** Task **
Arrange the records below as a two-column CSV with the header instruction,response and one row for each record. Put the record's text in the first column and its answer in the second, with each value in a single quoted field and its line breaks replaced by spaces.

** Input data **
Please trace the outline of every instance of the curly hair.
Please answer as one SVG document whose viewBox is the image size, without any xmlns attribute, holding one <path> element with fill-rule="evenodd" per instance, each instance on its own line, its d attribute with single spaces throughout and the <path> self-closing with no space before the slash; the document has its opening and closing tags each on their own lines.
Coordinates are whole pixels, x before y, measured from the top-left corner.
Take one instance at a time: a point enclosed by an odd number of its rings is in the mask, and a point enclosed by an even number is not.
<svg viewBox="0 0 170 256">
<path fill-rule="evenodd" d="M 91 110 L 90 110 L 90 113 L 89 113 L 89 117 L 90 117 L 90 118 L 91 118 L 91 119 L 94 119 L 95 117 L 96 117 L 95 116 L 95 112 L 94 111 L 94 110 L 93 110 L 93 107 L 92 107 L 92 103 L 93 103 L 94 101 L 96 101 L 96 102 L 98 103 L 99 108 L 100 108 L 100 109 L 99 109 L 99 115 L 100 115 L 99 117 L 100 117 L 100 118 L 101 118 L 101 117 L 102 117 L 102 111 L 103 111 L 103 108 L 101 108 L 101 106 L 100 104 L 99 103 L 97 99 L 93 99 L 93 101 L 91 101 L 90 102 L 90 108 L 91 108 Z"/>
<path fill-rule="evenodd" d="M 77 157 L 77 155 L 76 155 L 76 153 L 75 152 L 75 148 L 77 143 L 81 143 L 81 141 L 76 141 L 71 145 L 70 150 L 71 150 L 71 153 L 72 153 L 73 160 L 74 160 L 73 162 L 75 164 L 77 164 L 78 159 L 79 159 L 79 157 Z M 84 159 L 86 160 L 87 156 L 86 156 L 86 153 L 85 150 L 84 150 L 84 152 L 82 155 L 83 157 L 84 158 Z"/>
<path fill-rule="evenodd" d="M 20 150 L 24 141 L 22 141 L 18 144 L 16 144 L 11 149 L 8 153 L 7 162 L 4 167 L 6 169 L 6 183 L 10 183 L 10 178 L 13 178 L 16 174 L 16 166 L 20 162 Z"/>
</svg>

** Finished exercise **
instruction,response
"Please trace the outline of every instance of the curly hair. Please answer as one SVG document whose viewBox is the image size, without any xmlns attribute, holding one <path> element with fill-rule=""evenodd"" per instance, each instance on its own line, its d attribute with single spaces throughout and the <path> self-closing with no space before the slash; the document has its opening and closing tags each on their own lines. Coordinates are whole pixels, x before y, measured from the top-left corner. Take one instance at a time: a point enclosed by an odd number of its rings is in the mask, and a point enclosed by an even number is not.","<svg viewBox=""0 0 170 256""> <path fill-rule=""evenodd"" d=""M 91 110 L 90 110 L 90 113 L 89 113 L 89 117 L 90 117 L 90 118 L 91 118 L 91 119 L 94 119 L 95 117 L 96 117 L 95 116 L 95 112 L 94 111 L 94 110 L 93 110 L 93 107 L 92 107 L 92 103 L 93 103 L 94 101 L 96 101 L 96 102 L 98 103 L 99 108 L 100 108 L 100 109 L 99 109 L 99 115 L 100 115 L 99 117 L 100 117 L 100 118 L 101 118 L 101 117 L 102 117 L 102 111 L 103 111 L 103 108 L 101 108 L 101 106 L 100 104 L 99 103 L 97 99 L 93 99 L 93 101 L 91 101 L 90 102 L 90 108 L 91 108 Z""/> <path fill-rule=""evenodd"" d=""M 77 157 L 77 155 L 76 155 L 76 153 L 75 152 L 75 148 L 77 143 L 81 143 L 81 141 L 76 141 L 71 145 L 70 150 L 71 150 L 71 153 L 72 153 L 73 160 L 74 160 L 73 162 L 75 164 L 77 164 L 78 159 L 79 159 L 79 157 Z M 84 159 L 86 160 L 87 156 L 86 156 L 86 153 L 85 150 L 84 150 L 84 152 L 82 155 L 83 157 L 84 158 Z""/> <path fill-rule=""evenodd"" d=""M 20 150 L 24 141 L 22 141 L 18 144 L 16 144 L 11 149 L 8 153 L 7 162 L 4 167 L 6 169 L 6 183 L 10 183 L 10 178 L 13 178 L 16 174 L 16 166 L 20 162 Z""/> </svg>"